**WHAT TO DO**: Please repeat every item below, swapping "drop one marker" for "place one pin" and keeping all else the same.

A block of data
☆ ☆ ☆ ☆ ☆ ☆ ☆
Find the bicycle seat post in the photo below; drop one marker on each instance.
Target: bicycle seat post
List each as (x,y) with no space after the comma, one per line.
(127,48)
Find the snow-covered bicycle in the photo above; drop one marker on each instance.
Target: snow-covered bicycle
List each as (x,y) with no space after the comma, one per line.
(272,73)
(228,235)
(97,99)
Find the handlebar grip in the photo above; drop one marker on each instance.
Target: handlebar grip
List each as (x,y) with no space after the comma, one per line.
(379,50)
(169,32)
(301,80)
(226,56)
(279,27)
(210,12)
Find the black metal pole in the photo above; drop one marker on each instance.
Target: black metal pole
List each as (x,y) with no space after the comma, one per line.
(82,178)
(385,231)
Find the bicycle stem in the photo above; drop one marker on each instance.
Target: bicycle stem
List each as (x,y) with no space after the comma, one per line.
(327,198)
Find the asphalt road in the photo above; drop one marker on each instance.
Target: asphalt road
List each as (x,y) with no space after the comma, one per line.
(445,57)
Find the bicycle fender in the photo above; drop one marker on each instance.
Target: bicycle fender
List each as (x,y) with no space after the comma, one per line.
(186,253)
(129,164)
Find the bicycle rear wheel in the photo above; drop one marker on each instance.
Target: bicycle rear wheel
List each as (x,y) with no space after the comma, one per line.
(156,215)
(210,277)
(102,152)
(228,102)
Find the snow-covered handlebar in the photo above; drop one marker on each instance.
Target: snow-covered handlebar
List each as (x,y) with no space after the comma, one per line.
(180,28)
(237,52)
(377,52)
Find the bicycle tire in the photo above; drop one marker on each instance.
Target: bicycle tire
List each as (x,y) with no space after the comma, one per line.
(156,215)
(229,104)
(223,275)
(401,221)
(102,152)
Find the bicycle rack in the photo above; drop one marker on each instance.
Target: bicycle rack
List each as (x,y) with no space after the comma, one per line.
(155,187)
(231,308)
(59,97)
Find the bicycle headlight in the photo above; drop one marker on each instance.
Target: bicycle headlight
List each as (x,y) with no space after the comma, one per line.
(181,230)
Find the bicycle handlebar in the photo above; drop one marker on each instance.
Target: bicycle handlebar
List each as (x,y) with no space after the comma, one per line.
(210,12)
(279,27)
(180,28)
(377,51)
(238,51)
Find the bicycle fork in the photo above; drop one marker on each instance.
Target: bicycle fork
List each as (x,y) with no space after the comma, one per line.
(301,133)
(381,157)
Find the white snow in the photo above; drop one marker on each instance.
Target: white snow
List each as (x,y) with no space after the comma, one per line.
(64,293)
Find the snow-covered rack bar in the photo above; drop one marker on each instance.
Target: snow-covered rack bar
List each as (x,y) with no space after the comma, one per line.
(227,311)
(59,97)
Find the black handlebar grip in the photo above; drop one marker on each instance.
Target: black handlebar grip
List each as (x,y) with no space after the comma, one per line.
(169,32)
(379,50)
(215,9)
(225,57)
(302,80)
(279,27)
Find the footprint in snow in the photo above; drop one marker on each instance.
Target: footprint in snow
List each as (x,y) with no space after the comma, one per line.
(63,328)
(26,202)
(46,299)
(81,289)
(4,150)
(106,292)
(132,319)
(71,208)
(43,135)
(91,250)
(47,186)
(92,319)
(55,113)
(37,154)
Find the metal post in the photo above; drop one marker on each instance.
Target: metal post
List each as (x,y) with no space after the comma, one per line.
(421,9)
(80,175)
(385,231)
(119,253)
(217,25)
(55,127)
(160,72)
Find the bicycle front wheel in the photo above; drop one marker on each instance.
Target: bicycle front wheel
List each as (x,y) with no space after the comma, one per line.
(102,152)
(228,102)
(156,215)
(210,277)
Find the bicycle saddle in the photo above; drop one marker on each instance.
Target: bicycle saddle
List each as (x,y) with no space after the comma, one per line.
☆ ☆ ☆ ☆ ☆ ☆ ☆
**ANSWER TO THE EXERCISE**:
Find the bicycle seat post in the photo below; place one pin on each instance.
Target: bicycle seat post
List each as (x,y) with no space after the comma, one per line.
(127,48)
Find the snow-covered bicycle in the photo above; place one pin on each instance.
Target: snow-covered bicycle
List each as (x,y) with no space after the comma, one per line.
(272,73)
(228,235)
(97,99)
Find the handlebar grip in the photo above; place one pin on each instance.
Target: handlebar grip
List each as (x,y) with no space after the comma, one per line.
(379,50)
(169,32)
(301,80)
(226,56)
(279,27)
(210,12)
Find the black metal pole in the photo above; place one pin on each instance.
Target: black metal pole
List each as (x,y) with no space after the comma, one per line.
(82,178)
(385,231)
Find the bicycle stem in the photo above; place one pin on each instance.
Target: bicycle stem
List each as (x,y) with no space after the comma, one per line.
(327,198)
Find the asphalt road in the photo above; place one pin on each instance.
Target: asphalt road
List each as (x,y) with no space after the comma, one per line.
(445,57)
Find the bicycle fender in the photo above; place one pin on each instance.
Target: bicycle fender
List each as (x,y) with no space after the comma, one per line.
(186,253)
(129,164)
Find the bicycle rear wheel in the photo above; place one pin on each instance.
Target: bicycle rear wheel
List each as (x,y) with no space after the comma, one per line.
(156,215)
(210,277)
(102,152)
(228,102)
Find the snow-covered handlebar in the photo above; place one pin on each instance.
Target: snow-covered handlebar
List each as (x,y) with no space after the comma, one per line.
(180,28)
(237,52)
(377,52)
Find the bicycle tire in the photo above; place one pin on each instance.
Target: bicycle tire
List each as (x,y) with no space after the comma, one per line.
(156,215)
(229,104)
(223,275)
(401,221)
(102,152)
Find the bicycle rack in the photo above; place one pin on each instance.
Target: bicycle rack
List each as (x,y) with no space after the comma, one per line.
(155,187)
(231,308)
(59,97)
Find the bicycle headlight in the photo above; place one pin on each instance.
Target: bicycle headlight
List each as (x,y) with no space after the comma, one per line.
(181,230)
Find the bicycle handlebar in the photo above; place one pin on each instance.
Target: bicycle handlebar
List each as (x,y) with no space after the comma, one per line.
(210,12)
(279,27)
(180,28)
(377,51)
(238,51)
Find the bicycle fork in the photo above; place one pin on each instance.
Target: bicycle fork
List each as (x,y) with no space after the comma, one per line.
(301,133)
(381,157)
Find the white snow in the photo above; place one pin on each instance.
Target: white snow
List each as (x,y) with no space after the comma, one per line.
(64,293)
Find the snow-covered rack bar in the photo above; place one pin on each instance.
Target: snow-covered rack bar
List each as (x,y) with no space after the comma, one per line.
(227,311)
(59,97)
Find the black handlebar grip in the photo above; place one pin on each instance.
Target: black handlebar grip
List each as (x,y) with no space after the comma, one per line.
(169,32)
(379,50)
(215,9)
(225,57)
(302,80)
(279,27)
Find the footprint in snow in the photo above; place one pin on each instance.
Target: footprint in snow
List each as (x,y) with no space after the comma, one per line.
(63,328)
(26,202)
(46,299)
(81,289)
(4,150)
(106,292)
(132,319)
(71,208)
(43,135)
(91,250)
(47,186)
(92,319)
(55,113)
(37,154)
Find the metal post in the photo above; place one pin on each instance.
Target: metal post
List each as (x,y) with no space after the comma, one per line.
(421,9)
(80,175)
(385,231)
(119,253)
(217,25)
(55,127)
(160,72)
Find the bicycle front wheel in the photo above; place one pin on each instance.
Target: bicycle front wheel
List each as (x,y) with no space after the comma, one per line.
(102,152)
(228,102)
(156,215)
(210,277)
Find the bicycle saddle in the photo above; place one pin on each instance.
Target: bicycle saddle
List each as (x,y) with no space after the comma, one per line.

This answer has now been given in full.